[PROBLEM REQUIREMENTS] Format the records from the very start up to and including the line that contains "[0,249,1284,789]" as a JSON list of strings, one string per line, with blank lines omitted.

[MATERIAL FOR THIS TASK]
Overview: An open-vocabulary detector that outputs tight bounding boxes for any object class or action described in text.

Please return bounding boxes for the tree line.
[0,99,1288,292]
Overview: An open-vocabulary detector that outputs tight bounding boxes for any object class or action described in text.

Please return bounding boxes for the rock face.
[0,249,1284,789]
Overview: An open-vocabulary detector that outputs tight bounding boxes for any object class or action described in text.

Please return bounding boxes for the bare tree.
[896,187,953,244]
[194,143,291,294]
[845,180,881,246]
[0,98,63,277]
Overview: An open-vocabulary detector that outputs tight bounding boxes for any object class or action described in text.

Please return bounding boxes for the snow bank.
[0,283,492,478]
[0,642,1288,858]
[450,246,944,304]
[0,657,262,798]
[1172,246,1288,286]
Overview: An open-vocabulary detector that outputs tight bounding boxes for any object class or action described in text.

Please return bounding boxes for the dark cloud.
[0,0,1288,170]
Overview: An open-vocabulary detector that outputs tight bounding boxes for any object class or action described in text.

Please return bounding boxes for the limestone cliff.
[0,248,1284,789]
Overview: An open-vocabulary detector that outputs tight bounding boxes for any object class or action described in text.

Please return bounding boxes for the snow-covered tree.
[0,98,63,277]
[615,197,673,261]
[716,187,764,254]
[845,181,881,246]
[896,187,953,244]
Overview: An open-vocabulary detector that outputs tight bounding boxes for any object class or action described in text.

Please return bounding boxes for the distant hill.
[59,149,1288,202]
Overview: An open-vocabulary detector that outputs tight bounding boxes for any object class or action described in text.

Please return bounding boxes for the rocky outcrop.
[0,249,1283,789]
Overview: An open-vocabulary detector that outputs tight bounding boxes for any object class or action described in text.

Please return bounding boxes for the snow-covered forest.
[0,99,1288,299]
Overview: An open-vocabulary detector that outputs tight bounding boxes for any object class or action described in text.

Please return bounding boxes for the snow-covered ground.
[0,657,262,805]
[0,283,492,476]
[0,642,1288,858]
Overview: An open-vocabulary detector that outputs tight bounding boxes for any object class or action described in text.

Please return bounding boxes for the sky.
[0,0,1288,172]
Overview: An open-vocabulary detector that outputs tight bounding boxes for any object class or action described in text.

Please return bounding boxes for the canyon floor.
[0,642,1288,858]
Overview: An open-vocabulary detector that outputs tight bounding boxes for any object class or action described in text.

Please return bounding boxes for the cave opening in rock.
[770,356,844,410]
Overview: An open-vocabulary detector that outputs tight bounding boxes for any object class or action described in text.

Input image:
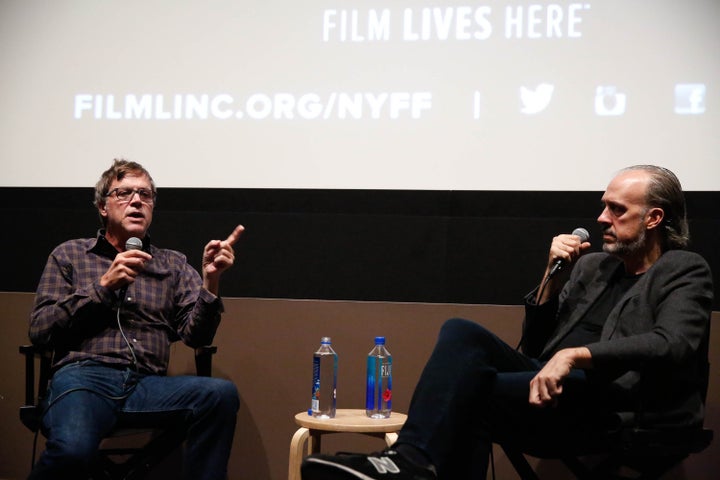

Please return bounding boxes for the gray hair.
[621,165,690,251]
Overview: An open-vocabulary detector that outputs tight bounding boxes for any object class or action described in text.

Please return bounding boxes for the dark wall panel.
[0,188,720,310]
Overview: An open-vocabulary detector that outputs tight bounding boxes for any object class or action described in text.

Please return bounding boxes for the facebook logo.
[675,83,706,115]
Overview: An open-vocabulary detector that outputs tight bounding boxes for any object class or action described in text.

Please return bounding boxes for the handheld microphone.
[548,227,590,280]
[120,237,142,302]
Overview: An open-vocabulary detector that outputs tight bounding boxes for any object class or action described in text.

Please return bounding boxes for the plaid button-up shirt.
[30,231,222,375]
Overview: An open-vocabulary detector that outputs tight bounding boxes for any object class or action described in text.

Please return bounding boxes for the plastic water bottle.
[365,337,392,418]
[310,337,337,418]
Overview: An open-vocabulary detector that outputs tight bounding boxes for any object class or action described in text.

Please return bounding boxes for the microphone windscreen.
[125,236,143,250]
[572,227,590,243]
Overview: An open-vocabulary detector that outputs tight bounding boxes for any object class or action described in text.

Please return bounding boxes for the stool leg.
[288,427,310,480]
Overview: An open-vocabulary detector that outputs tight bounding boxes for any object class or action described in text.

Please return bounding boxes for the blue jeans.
[29,361,240,479]
[398,319,608,480]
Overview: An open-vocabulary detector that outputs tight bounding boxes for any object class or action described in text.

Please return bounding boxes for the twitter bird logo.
[520,83,555,115]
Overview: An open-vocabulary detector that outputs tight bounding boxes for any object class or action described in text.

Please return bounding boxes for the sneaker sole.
[303,458,377,480]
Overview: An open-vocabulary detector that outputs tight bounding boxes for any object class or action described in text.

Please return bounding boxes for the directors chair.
[20,345,217,480]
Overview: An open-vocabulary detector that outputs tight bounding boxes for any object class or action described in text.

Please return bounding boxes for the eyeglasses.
[105,188,155,205]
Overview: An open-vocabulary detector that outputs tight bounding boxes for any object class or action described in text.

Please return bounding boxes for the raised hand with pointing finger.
[202,225,245,295]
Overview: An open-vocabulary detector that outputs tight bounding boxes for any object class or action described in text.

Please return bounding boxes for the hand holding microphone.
[547,227,590,280]
[100,237,152,299]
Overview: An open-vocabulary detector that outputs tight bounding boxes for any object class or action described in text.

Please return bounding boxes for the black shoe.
[301,450,437,480]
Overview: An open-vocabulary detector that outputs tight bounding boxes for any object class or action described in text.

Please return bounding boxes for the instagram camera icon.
[595,86,627,117]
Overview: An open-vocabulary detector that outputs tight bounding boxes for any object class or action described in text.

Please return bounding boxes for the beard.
[603,226,647,257]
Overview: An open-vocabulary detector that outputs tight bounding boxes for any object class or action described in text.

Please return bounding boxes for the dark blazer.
[523,250,713,425]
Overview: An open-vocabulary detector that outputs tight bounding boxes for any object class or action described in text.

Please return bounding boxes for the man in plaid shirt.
[30,160,244,479]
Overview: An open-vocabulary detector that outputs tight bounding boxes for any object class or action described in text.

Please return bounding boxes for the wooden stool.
[288,409,407,480]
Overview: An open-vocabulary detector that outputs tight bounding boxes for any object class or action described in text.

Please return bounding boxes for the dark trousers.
[398,319,607,480]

[WRITTEN RESPONSE]
[
  "Overview: An open-vocabulary detector that outputs tight bounding boxes for any object class or action described in text.",
  "Please return bounding boxes for the tree line.",
  "[0,99,1288,292]",
  "Overview: An open-vocabulary detector that outputs tight bounding boxes for any object class or action described in text.",
  "Please return bounding boxes for the rock face.",
  "[0,249,1284,789]"
]